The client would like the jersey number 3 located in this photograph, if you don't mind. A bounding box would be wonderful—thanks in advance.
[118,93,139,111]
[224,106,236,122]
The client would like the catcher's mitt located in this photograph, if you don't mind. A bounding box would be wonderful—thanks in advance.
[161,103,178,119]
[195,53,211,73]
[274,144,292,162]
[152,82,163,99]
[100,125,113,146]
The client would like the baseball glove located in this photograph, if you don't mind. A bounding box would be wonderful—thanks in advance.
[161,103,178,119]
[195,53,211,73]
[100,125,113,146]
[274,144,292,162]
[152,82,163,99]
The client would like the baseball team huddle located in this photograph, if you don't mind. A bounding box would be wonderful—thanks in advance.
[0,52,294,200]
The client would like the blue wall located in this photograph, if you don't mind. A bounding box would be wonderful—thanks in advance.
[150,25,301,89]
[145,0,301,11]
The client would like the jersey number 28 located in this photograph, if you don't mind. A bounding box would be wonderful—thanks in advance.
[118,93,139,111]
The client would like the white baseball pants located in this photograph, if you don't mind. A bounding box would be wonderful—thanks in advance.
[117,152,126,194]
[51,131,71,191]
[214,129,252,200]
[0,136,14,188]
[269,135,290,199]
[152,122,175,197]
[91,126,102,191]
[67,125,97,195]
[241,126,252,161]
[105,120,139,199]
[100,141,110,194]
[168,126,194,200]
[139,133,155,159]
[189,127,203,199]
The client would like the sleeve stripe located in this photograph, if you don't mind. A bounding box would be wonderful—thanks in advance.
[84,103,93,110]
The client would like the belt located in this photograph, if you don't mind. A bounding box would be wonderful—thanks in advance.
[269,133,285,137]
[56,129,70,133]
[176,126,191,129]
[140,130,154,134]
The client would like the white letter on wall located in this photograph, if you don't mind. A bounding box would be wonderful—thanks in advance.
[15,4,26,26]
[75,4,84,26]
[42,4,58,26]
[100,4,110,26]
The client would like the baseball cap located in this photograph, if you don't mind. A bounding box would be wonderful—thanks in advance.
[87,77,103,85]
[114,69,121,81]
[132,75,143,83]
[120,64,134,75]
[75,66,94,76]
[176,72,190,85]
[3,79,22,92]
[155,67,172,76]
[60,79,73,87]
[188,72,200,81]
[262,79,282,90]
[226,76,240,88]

^^^^^^^^^^^^^^^^

*EXERCISE DETAILS*:
Reproduce all of the material above verbatim, keeping every line and every set of coordinates in its original order.

*WRITTEN ANSWER*:
The client would like the jersey number 3 located in this photograph, if you don't mind. A bounding box would be wonderful—thanks in advance.
[118,93,139,111]
[224,106,236,122]
The client would like the catcher's mitt located in this photograph, if you don't mind. A bounding box would be wonderful—thanks in advance.
[161,103,178,119]
[195,53,211,73]
[274,144,292,162]
[152,82,163,99]
[100,125,113,146]
The client would like the baseball glove located in this photograph, if you don't mind. A bounding box would be wonderful—thanks in advance.
[161,103,178,119]
[195,53,211,73]
[100,125,113,146]
[274,144,292,162]
[152,82,163,99]
The client would like the baseball team huddle located in this photograph, if you don't mind. A bounding box would be wonderful—thanks in advance.
[0,52,294,200]
The client would like the blue wall located in this photograph, if you don't mind. A bounding box would be wonderful—thanks in advance.
[150,25,301,89]
[145,0,301,11]
The client would like the jersey number 28 located in this photograph, if you don't mind. A bounding box would be wonderful—thanks in advance.
[118,93,139,111]
The client would like the white baseball pants located in this photograph, if you don't mind. A bounding box would be wonderful—thanks in advance.
[117,152,126,194]
[51,131,71,191]
[214,129,252,200]
[0,136,14,188]
[269,135,290,199]
[152,122,175,197]
[91,126,102,191]
[67,125,97,195]
[241,126,252,161]
[105,120,139,199]
[100,141,110,194]
[168,126,194,200]
[139,133,155,159]
[189,127,203,199]
The client would like the sleeve stripe located in this photograph, if you don't mind. A bounding box would be wonderful—thanks in advance.
[84,103,93,110]
The client would like the belt located in this photograph, if you don't mind. A bounding box would be wonderful—thanks in advance.
[269,133,285,137]
[56,129,70,133]
[176,126,191,129]
[140,130,154,134]
The client would like the white letter on wall located in this photograph, if you don't mind. A bounding box would be wonderful—thanks in advance.
[15,4,26,26]
[75,4,84,26]
[42,4,58,26]
[100,4,110,26]
The client would like the baseball cap located in this photograph, if you don't mind. A bounding box would be wonderful—thanks in advance.
[87,77,103,85]
[114,69,121,81]
[132,75,143,83]
[120,64,134,75]
[75,66,94,76]
[176,72,190,85]
[3,79,22,92]
[155,67,172,76]
[60,79,73,87]
[188,72,200,81]
[262,79,282,90]
[226,76,240,88]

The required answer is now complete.